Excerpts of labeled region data
=====

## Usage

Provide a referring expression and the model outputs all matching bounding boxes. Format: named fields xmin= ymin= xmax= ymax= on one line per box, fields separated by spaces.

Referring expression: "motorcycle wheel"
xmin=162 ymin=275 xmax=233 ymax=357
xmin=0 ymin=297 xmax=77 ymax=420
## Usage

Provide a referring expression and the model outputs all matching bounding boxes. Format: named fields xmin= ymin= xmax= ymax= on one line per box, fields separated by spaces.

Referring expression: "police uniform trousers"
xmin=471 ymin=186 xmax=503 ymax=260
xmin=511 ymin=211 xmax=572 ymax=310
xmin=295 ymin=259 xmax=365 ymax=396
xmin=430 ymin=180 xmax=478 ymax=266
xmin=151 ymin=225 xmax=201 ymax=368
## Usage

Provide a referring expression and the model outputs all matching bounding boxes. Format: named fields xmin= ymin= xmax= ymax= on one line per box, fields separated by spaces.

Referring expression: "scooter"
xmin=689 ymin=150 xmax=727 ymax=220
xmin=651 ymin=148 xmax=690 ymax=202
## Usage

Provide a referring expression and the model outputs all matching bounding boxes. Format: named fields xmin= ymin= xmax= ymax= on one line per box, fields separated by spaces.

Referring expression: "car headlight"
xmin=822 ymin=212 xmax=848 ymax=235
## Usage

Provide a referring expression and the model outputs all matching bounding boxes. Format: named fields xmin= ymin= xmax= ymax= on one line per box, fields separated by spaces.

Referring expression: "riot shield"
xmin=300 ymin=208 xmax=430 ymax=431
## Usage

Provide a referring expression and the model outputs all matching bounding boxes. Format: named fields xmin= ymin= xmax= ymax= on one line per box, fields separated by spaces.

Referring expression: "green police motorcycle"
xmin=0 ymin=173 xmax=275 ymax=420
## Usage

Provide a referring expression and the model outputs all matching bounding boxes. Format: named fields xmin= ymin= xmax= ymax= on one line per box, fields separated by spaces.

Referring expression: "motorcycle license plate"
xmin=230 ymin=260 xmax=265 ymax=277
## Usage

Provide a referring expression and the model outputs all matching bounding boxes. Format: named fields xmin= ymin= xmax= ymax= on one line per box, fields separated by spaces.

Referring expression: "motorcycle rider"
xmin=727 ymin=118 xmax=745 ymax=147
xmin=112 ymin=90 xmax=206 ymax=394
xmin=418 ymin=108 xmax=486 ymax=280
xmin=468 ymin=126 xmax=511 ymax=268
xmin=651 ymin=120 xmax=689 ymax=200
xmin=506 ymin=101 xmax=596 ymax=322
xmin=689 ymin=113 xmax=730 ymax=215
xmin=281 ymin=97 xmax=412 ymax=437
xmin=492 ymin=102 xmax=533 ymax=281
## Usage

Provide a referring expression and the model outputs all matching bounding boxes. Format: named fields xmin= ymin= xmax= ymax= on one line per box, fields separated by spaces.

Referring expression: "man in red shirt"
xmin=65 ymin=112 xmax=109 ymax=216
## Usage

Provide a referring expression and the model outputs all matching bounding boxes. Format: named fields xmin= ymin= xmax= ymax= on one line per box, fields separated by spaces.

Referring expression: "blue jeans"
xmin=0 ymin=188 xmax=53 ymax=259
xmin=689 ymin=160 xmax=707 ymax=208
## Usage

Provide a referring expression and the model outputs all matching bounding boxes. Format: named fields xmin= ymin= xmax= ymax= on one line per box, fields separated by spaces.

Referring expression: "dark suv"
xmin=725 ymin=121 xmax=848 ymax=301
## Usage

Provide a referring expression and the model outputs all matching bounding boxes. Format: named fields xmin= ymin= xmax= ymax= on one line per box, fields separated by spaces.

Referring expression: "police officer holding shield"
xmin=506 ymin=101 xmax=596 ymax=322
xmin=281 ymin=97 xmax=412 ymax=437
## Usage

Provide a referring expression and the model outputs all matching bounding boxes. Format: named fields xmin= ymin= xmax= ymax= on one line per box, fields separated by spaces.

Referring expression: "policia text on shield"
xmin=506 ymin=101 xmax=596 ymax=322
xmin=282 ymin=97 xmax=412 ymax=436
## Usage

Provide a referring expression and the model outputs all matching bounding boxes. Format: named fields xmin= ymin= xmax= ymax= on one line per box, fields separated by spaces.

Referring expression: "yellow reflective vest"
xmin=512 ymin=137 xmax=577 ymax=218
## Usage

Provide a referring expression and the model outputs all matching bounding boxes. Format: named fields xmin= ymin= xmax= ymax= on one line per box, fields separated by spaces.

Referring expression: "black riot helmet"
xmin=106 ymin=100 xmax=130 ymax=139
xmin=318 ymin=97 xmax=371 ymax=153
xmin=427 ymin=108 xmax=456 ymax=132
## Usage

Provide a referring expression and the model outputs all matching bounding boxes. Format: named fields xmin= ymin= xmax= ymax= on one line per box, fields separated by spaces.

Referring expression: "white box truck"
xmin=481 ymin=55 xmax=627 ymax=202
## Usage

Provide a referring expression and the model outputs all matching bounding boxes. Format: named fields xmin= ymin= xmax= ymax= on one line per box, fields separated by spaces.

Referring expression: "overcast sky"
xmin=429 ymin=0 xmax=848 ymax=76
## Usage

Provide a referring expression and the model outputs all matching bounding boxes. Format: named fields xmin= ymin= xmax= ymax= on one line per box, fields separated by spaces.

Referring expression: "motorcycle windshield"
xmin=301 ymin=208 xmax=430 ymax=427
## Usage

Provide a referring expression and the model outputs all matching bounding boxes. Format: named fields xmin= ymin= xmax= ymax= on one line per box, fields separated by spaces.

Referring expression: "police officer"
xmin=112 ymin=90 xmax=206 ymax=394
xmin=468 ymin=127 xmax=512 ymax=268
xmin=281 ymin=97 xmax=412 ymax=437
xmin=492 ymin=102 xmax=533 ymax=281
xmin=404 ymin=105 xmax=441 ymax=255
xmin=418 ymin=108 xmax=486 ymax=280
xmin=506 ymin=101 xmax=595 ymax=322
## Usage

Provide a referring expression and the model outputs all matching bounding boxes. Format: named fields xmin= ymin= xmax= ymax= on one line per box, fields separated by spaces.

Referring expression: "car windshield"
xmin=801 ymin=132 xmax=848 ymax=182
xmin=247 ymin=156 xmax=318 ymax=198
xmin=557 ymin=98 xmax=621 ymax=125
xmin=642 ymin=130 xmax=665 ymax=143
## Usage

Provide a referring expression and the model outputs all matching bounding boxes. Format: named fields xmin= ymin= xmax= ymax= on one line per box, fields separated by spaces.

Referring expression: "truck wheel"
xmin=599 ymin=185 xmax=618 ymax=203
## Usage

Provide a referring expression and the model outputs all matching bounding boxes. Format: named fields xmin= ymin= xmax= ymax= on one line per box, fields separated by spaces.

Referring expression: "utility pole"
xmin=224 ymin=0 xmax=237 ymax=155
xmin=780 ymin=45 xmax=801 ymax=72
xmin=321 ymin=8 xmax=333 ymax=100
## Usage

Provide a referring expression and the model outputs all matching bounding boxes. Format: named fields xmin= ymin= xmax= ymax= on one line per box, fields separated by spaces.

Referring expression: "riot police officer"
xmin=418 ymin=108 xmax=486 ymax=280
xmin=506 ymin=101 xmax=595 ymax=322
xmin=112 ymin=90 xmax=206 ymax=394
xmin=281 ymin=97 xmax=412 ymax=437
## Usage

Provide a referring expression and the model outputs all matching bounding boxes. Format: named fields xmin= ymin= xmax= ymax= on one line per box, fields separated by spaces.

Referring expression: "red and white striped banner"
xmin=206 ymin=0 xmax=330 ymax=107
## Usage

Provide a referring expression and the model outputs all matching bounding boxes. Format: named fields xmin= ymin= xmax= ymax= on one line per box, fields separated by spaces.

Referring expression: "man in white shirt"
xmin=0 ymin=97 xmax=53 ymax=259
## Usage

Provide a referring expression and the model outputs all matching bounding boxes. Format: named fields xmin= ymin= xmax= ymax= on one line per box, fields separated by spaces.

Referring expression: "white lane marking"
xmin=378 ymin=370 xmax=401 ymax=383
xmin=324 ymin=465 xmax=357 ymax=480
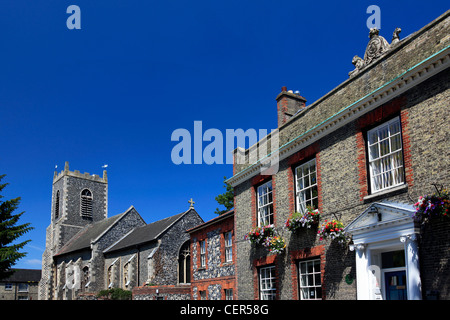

=====

DIRECTIONS FOR THIS TASK: Reproduce the lines of the records verbatim, beginning with the first line and ending after the line containing "xmin=151 ymin=225 xmax=201 ymax=368".

ANSWER TO THE TASK:
## Usage

Provide a referring expression and the model outputs all matching bounding boxes. Format: named fields xmin= ymin= xmax= ymax= on one line per box, fields separated by spaces.

Referring expression: "motorcycle wheel"
xmin=162 ymin=275 xmax=233 ymax=357
xmin=0 ymin=297 xmax=77 ymax=420
## Usage

Provide a referring expression and the model outputs all matching bounding boxes. Format: named fields xmin= ymin= xmax= ymax= on one line per box, fields separated by spaces.

Referring expression: "police uniform trousers"
xmin=471 ymin=186 xmax=503 ymax=260
xmin=511 ymin=211 xmax=572 ymax=310
xmin=295 ymin=259 xmax=365 ymax=396
xmin=430 ymin=180 xmax=478 ymax=266
xmin=151 ymin=225 xmax=201 ymax=368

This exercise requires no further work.